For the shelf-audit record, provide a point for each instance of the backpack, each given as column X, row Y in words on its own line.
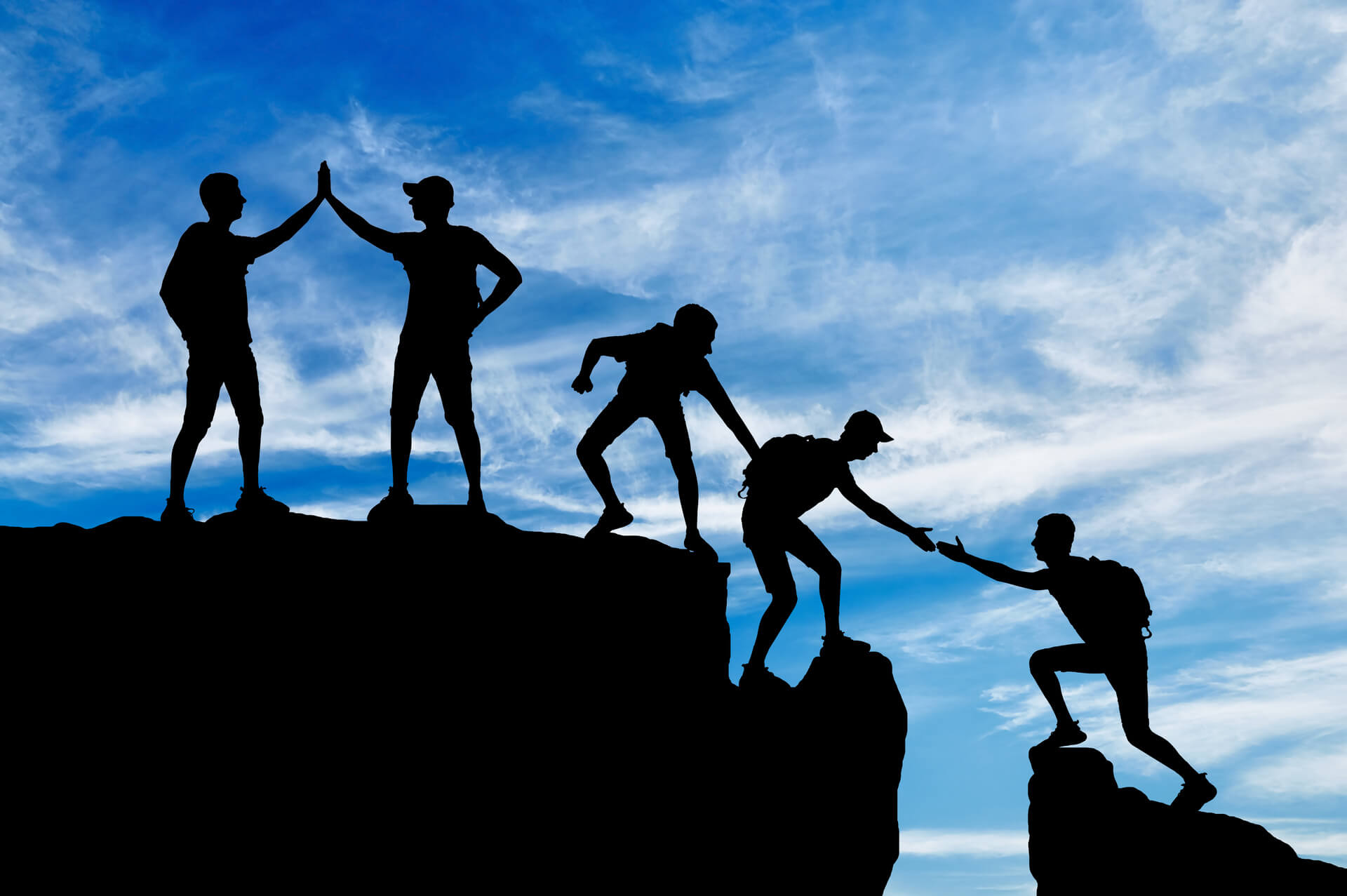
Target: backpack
column 779, row 458
column 1125, row 591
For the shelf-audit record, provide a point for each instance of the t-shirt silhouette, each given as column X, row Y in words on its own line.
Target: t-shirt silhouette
column 787, row 492
column 441, row 266
column 203, row 286
column 1090, row 601
column 660, row 366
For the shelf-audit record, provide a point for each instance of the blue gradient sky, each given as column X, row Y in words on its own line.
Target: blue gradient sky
column 1080, row 258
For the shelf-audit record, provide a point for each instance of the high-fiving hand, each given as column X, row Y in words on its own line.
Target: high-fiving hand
column 954, row 551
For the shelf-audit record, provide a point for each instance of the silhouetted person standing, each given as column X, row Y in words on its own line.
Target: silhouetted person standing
column 443, row 307
column 791, row 474
column 1109, row 610
column 662, row 364
column 206, row 297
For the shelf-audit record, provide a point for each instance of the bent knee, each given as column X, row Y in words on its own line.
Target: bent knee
column 196, row 429
column 460, row 418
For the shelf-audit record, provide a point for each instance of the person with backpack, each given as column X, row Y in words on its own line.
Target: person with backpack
column 790, row 476
column 205, row 294
column 662, row 364
column 1106, row 604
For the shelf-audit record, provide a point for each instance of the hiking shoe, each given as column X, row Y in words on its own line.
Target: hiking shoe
column 178, row 514
column 391, row 504
column 842, row 646
column 1063, row 736
column 476, row 503
column 694, row 542
column 612, row 518
column 257, row 502
column 760, row 679
column 1194, row 794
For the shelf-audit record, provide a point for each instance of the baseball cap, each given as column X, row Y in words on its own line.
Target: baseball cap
column 431, row 187
column 866, row 423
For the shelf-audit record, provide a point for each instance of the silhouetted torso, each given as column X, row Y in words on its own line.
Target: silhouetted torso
column 795, row 484
column 1090, row 603
column 660, row 367
column 441, row 266
column 203, row 286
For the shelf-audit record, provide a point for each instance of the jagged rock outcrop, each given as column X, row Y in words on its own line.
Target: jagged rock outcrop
column 307, row 702
column 1089, row 836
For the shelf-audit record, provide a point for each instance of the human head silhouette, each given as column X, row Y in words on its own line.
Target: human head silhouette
column 861, row 436
column 697, row 325
column 1054, row 538
column 221, row 197
column 431, row 199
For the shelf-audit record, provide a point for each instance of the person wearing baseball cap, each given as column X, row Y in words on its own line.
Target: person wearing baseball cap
column 790, row 476
column 443, row 307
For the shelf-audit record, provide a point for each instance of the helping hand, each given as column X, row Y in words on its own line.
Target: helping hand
column 954, row 551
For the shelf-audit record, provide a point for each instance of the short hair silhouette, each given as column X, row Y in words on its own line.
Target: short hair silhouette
column 695, row 317
column 217, row 186
column 1059, row 524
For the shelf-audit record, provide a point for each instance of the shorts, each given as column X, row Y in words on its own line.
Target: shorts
column 234, row 368
column 453, row 372
column 771, row 540
column 623, row 411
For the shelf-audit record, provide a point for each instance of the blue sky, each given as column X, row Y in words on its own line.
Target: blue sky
column 1079, row 258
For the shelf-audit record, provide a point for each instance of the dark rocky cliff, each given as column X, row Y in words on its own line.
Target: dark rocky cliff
column 1089, row 836
column 314, row 702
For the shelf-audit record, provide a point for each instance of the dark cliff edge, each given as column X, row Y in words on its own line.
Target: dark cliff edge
column 1089, row 836
column 307, row 702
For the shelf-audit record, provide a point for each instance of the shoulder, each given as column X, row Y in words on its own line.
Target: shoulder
column 467, row 236
column 194, row 235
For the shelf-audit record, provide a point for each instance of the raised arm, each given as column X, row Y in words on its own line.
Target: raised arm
column 884, row 516
column 1036, row 580
column 267, row 241
column 603, row 347
column 363, row 228
column 720, row 402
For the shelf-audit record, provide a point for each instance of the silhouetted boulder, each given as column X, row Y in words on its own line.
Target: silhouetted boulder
column 1089, row 836
column 438, row 700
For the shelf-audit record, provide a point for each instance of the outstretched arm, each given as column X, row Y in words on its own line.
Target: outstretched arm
column 267, row 241
column 597, row 348
column 716, row 395
column 1036, row 580
column 884, row 516
column 363, row 228
column 508, row 281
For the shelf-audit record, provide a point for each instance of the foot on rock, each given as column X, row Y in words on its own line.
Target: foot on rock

· · · ·

_TASK BRIEF_
From the records above, reproduce exactly the lines from the one with "silhouetted torso, each" to the one with "the short hair", both included, and no others.

_SOLVED PROBLEM_
For the shelf-audit record, provide a point for each instance of the silhouetted torso, each given as column X, row Y in words on its own line.
Target: silhouetted torso
column 795, row 484
column 1090, row 603
column 660, row 367
column 441, row 266
column 203, row 286
For the shelf-audit record, provide a point for each instance of the jagged rock outcrop, each given as column X, row Y in words on its own line.
Target: jagged rock outcrop
column 307, row 702
column 1089, row 836
For the shelf-audit record, provide a point for each instance of the human head silhouette, each given as column X, row Y in words on its own line.
Target: human head silhouette
column 861, row 436
column 697, row 325
column 1054, row 538
column 221, row 197
column 431, row 199
For the shelf-audit record, provide a point for each instance of the person wearing baseball cap, each given as column X, row Y in words on its own line.
Target: person wearing baseball cap
column 790, row 476
column 443, row 307
For the shelf-audit record, provide a point for each instance of the helping hand, each given as column X, row Y in words on its own line.
Target: helping hand
column 954, row 551
For the shelf-audit record, provide a point for each instance of the short hair silhouette, each given as column X, row Y in words on its own line.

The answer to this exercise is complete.